(Passage for review Opens)

The nursing staff were excellent. They released my bandages thinking that they might be too tight. My surgeon visited me and explained that they had injected a local anaesthetic and that this was the probable cause of my foot drop. It would take about 6 hours to wear off.
In actual fact it took almost 24 hours before I began to regain the ability to move my foot normally, so I had to stay in hospital overnight. I walked with a lopsided limp, somewhat like a stroke patient. I was very anxious and already planning my rehabilitation! However it turned out my surgeon was right and complete movement and sensation came back when the anaesthetic wore off.
The rest of my post operative recovery was without further complication, however the bruising was a lot more severe and painful than I expected. I felt this aspect was down played by my surgeon. In retrospect I would not go through this surgery again unless the veins were really painful.

(Passage for review Closes)
(The data Opens)

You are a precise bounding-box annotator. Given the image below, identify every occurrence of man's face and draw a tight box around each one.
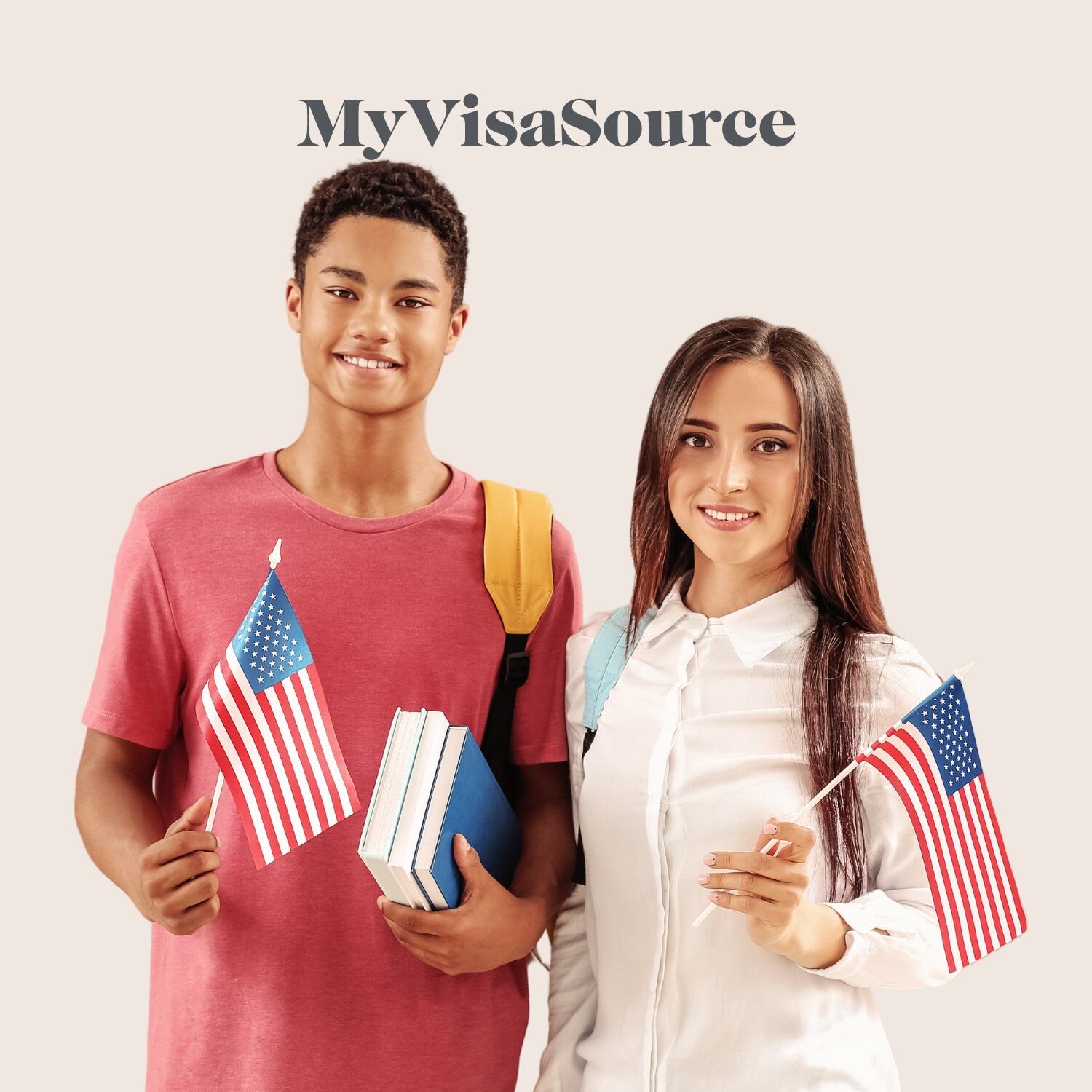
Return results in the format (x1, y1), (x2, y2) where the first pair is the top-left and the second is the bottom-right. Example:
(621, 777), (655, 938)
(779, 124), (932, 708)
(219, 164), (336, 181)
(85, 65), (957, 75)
(286, 216), (467, 414)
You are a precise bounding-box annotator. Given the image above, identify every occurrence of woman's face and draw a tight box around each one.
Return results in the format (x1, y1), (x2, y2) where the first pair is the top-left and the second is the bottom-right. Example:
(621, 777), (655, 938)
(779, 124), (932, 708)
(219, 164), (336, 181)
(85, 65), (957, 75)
(668, 360), (801, 576)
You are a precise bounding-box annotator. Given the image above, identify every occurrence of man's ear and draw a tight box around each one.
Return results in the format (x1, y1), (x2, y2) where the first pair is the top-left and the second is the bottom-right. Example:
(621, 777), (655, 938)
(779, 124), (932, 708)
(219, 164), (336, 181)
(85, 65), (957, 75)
(443, 304), (471, 356)
(284, 277), (304, 334)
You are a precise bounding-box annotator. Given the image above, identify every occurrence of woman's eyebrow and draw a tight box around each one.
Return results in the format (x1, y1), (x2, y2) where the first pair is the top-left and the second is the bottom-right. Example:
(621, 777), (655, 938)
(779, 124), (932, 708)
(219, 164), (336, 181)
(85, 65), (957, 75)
(683, 417), (796, 436)
(744, 421), (796, 436)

(The data Closes)

→ **Task list**
(1) Transcribe the stretch of the surgery recovery account from "In actual fact" through "anaesthetic wore off.".
(2) Quote in full every sentence of the surgery recovery account that mentions the writer's surgeon.
(3) Resume the account of recovering from surgery, starting after its final sentence.

→ **Task results**
(1)
In actual fact it took almost 24 hours before I began to regain the ability to move my foot normally, so I had to stay in hospital overnight. I walked with a lopsided limp, somewhat like a stroke patient. I was very anxious and already planning my rehabilitation! However it turned out my surgeon was right and complete movement and sensation came back when the anaesthetic wore off.

(2)
- My surgeon visited me and explained that they had injected a local anaesthetic and that this was the probable cause of my foot drop.
- However it turned out my surgeon was right and complete movement and sensation came back when the anaesthetic wore off.
- I felt this aspect was down played by my surgeon.

(3)
Beginning my rehabilitation exercises
The only instructions I was given were to walk for at least 30 minutes everyday for the first 6 weeks. Once the local anaesthetic wore off, putting any weight on my leg was very painful despite regular analgesia. I was unsure whether to attempt 30 minutes of walking on the day after the surgery.
It made more sense that the exercise should be progressed gradually over the first week. The problems I encountered included severe bruising with large lumpy blood clots in my calf, mark tightness of my muscles and fascia and a tendency to walk with a limp. As a result I developed an exercise program to help others in the same situation to recover from varicose vein surgery.